Evgenia Evtimova: AI can take us anywhere these days, but the way you ground your story in very tactile imagery still feels very human. Another thing that stands out is how you handled every aspect of this film, you directed, shot, produced, edited. What was the hardest part, and why?
Stella Traub: Definitely the filming. I was very sick during that time, and just physically getting up, going outside, carrying a camera, it wasn’t easy. The writing felt more like writing a diary, so that part came naturally. Editing also followed a kind of gut feeling, so that flowed as well. But the act of filming, getting myself together to go outside and shoot, that was the toughest.
Evgenia Evtimova: What came first, the essay or the visuals? And did you plan the footage while writing, or was it more intuitive?
Stella Traub: I wrote the essay first, then filmed, edited, and went out again to shoot what I felt was missing, so it was quite a layered process. But the filming itself was intuitive. I’d go out and think, Okay, I need the swan now… I need some ducks… maybe some funny ducks. It was a bit like collecting documentary footage, responding to what the essay needed in the moment.

Evgenia Evtimova: Was there anything that changed significantly from the original essay once you started editing?

Region pointing data:
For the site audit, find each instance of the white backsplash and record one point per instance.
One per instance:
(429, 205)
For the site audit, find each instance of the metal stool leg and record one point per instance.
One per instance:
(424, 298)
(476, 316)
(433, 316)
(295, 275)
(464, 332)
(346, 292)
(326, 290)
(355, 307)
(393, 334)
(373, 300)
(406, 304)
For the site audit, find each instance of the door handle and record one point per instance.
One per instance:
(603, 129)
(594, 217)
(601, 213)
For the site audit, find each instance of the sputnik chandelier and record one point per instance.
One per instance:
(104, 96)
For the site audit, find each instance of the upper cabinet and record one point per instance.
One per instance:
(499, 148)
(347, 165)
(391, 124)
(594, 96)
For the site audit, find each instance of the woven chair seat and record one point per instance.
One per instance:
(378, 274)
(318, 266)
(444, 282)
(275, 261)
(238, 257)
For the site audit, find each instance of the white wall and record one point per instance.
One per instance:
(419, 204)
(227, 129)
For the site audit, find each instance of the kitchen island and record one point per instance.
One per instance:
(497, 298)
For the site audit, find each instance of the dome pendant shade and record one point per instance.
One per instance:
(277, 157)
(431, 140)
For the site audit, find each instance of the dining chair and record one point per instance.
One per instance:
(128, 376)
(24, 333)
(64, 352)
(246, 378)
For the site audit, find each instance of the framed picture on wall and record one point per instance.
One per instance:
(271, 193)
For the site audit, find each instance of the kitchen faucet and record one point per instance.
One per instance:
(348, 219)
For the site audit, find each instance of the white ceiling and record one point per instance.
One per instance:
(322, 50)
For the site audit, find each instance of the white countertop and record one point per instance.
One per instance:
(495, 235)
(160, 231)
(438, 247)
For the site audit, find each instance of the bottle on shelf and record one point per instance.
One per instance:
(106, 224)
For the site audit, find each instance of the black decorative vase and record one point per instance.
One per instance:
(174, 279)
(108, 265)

Questions.
(1) In two sentences, summarize the interview with Stella Traub.
(2) Resume the interview with Stella Traub, picking up right after its final question.

Written responses.
(1) Stella Traub says filming was the hardest part of making her film because she was very sick at the time, while the writing came naturally like a diary and the editing followed gut feeling. She wrote the essay first, then filmed, edited and went out again to shoot what was missing, gathering the footage intuitively in response to what the essay needed.

(2)
Stella Traub: Yes, actually, the entire dream sequence at the end wasn’t part of the original essay. That came during the editing process. It just felt right, and the film needed it.
Interviewer: Evgenia Evtimova
Editor: Martin Kudlac
Evgenia Evtimova’s Take
Stella Traub’s Swanlake is a quiet, poetic reflection on illness and longing, delivered in the form of a hybrid essay film that blends diaristic voiceover, observational footage, and surreal mixed media. Made during a period of long Covid and premiering at Oberhausen in 2024, the five-minute short draws a line between the personal and the abstract, grounding its emotional weight in the ordinary image of a swan gliding in a duck pond.
“I would call it autofictional,” says Traub, whose presence behind the camera is as essential as her voice within it. The film is unmistakably intimate, yet resists the trappings of pure autobiography. Instead, it becomes a shared metaphor, a subtle, fragmented portrayal of the suspended state of sickness, where time seems to bend and reality softens at the edges.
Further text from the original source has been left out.